Task to carry out: Your answer should hold exactly the lines from the one containing "Target: door frame" through the end of the material, and no others.

Listed records:
- Opening Delimiter -
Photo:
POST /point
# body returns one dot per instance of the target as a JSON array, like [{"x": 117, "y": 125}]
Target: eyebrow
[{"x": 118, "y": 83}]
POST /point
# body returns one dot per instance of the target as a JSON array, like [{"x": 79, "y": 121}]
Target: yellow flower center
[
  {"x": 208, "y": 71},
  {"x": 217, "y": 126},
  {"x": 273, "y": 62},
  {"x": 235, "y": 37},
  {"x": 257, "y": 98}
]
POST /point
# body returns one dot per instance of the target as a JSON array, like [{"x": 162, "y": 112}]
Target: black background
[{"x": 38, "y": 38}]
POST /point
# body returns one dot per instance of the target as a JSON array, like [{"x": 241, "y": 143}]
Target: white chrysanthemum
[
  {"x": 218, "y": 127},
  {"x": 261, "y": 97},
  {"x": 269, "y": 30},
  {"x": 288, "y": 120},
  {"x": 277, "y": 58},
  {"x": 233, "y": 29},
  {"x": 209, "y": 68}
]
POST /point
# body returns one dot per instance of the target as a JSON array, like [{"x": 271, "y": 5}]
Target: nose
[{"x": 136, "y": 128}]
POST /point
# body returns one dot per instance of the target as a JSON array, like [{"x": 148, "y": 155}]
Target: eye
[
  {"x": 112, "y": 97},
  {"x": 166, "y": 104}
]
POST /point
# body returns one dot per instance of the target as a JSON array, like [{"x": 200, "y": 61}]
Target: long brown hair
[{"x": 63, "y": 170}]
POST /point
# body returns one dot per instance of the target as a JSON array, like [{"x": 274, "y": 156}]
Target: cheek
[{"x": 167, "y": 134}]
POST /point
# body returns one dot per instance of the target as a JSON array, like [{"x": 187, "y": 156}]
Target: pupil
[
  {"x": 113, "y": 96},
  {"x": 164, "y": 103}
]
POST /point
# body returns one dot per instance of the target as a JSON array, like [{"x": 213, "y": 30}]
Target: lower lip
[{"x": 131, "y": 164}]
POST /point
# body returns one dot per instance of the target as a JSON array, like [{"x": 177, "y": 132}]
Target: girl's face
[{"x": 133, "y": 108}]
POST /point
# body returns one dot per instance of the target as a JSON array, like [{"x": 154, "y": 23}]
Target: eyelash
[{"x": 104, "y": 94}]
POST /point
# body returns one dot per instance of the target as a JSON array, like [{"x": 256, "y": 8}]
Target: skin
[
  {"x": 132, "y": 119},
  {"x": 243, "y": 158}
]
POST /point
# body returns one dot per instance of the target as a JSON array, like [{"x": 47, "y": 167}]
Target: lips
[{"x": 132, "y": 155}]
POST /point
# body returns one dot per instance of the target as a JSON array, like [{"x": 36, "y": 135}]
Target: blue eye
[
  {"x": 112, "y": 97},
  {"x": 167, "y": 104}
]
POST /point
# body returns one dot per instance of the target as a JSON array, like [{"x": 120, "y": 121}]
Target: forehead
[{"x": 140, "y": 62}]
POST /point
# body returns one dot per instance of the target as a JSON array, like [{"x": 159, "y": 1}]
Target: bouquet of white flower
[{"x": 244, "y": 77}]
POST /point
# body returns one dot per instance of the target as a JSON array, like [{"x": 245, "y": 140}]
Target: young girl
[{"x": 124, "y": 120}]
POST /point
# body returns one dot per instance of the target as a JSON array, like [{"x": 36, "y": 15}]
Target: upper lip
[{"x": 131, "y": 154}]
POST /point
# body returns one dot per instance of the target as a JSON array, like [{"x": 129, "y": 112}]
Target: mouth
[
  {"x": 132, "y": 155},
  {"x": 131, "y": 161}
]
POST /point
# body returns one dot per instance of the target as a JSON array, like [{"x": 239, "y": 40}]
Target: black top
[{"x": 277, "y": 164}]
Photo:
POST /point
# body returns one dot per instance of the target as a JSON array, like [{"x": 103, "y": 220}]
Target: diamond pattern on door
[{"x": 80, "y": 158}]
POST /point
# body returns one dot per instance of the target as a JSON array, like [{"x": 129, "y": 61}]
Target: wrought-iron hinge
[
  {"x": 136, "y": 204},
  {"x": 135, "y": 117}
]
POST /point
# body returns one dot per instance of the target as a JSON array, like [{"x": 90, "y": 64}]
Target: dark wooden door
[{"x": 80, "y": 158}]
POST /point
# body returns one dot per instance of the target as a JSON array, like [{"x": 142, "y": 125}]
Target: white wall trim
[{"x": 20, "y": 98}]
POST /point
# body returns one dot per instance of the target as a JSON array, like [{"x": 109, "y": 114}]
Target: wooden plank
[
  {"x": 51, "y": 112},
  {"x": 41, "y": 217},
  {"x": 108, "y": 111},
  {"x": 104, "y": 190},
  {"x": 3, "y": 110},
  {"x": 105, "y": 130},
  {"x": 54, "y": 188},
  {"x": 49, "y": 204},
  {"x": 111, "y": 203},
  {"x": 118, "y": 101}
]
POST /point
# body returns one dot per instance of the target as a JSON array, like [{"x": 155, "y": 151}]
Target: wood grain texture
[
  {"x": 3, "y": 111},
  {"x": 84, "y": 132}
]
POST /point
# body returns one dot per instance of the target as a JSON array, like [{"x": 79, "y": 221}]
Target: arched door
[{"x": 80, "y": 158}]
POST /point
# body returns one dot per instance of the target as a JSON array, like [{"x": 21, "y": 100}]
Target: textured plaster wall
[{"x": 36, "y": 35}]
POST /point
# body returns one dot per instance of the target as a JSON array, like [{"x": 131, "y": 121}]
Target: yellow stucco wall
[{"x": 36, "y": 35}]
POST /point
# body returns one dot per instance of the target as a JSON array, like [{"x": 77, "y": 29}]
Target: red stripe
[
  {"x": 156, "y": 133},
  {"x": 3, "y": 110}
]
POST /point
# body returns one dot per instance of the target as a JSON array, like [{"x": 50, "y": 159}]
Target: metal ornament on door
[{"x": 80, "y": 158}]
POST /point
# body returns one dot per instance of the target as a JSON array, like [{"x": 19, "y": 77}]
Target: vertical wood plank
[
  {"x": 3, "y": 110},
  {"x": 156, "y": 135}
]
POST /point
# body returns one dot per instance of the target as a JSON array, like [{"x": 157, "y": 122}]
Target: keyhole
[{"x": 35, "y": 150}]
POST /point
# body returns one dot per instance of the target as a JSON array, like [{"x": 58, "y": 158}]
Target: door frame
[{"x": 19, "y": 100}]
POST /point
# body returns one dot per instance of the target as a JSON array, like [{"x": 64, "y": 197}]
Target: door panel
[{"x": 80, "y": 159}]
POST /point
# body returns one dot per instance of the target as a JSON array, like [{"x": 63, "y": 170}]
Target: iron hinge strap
- Closing Delimiter -
Response area:
Target: door frame
[{"x": 19, "y": 100}]
POST /point
# body returns one dot per instance of the target as a JSON array, like [{"x": 64, "y": 197}]
Target: door panel
[{"x": 80, "y": 159}]
POST /point
# body returns one dot per instance of the target as a JSON array, like [{"x": 63, "y": 170}]
Target: iron hinge strap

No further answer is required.